§ **Written instruction 1**
In the forum thread, which bike does the former dealer name as his best seller?

# Saint Tropez Aerolite Tech 700 Survivor!



## Vintagedad (Dec 23, 2018)

I know these bikes weren’t “high end” when they were new but they are rare to find, especially mostly original.  In fact, I’ve never actually seen one in person.   I was pretty excited today when it arrived. My father was out of town and brought it back with him. It’s got the blue handlebars, rims, seat and pedals. Anyway, here it is.


----------



## detroitbike (Dec 23, 2018)

I was a dealer of these when new. I still have a few of the Catalogs.
  The distributor was Fred Wilkins out of Somerset, New Jersey.
  He was also the Shogun Distributor .  My best seller was the All white Saintropez Freestyle bike.


----------



## Vintagedad (Dec 23, 2018)

detroitbike said:


> I was a dealer of these when new. I still have a few of the Catalogs.
> The distributor was Fred Wilkins out of Somerset, New Jersey.
> He was also the Shogun Distributor .  My best seller was the All white Saintropez Freestyle bike.




Wow that’s awesome! This bike came from NJ so who knows maybe you sold this one many years ago. I’d like to see those catalogs if possible. I don’t know if you can scan any of the pages and post them here? Or maybe take some pictures of them and post them here?

§ **Provided data**
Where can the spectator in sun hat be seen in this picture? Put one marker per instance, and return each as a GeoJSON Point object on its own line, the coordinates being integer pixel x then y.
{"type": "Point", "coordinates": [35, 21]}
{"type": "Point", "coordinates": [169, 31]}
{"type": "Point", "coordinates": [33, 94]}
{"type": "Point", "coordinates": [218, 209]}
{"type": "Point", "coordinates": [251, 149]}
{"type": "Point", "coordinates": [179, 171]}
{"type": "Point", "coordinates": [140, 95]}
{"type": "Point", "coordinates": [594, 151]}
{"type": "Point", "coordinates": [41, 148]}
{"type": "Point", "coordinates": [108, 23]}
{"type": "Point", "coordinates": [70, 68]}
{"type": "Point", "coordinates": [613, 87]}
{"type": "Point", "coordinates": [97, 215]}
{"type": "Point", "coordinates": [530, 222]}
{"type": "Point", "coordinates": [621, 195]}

§ **Written instruction 2**
Please give the records again with "spectator in sun hat" swapped for "onlooker wearing a sun hat", keeping everything else unchanged.

§ **Correct output 1**
The all-white Saintropez Freestyle bike.

§ **Correct output 2**
Where can the onlooker wearing a sun hat be seen in this picture? Put one marker per instance, and return each as a GeoJSON Point object on its own line, the coordinates being integer pixel x then y.
{"type": "Point", "coordinates": [35, 21]}
{"type": "Point", "coordinates": [169, 31]}
{"type": "Point", "coordinates": [33, 94]}
{"type": "Point", "coordinates": [218, 209]}
{"type": "Point", "coordinates": [251, 149]}
{"type": "Point", "coordinates": [179, 171]}
{"type": "Point", "coordinates": [140, 95]}
{"type": "Point", "coordinates": [594, 151]}
{"type": "Point", "coordinates": [41, 148]}
{"type": "Point", "coordinates": [108, 23]}
{"type": "Point", "coordinates": [70, 68]}
{"type": "Point", "coordinates": [613, 87]}
{"type": "Point", "coordinates": [97, 215]}
{"type": "Point", "coordinates": [530, 222]}
{"type": "Point", "coordinates": [621, 195]}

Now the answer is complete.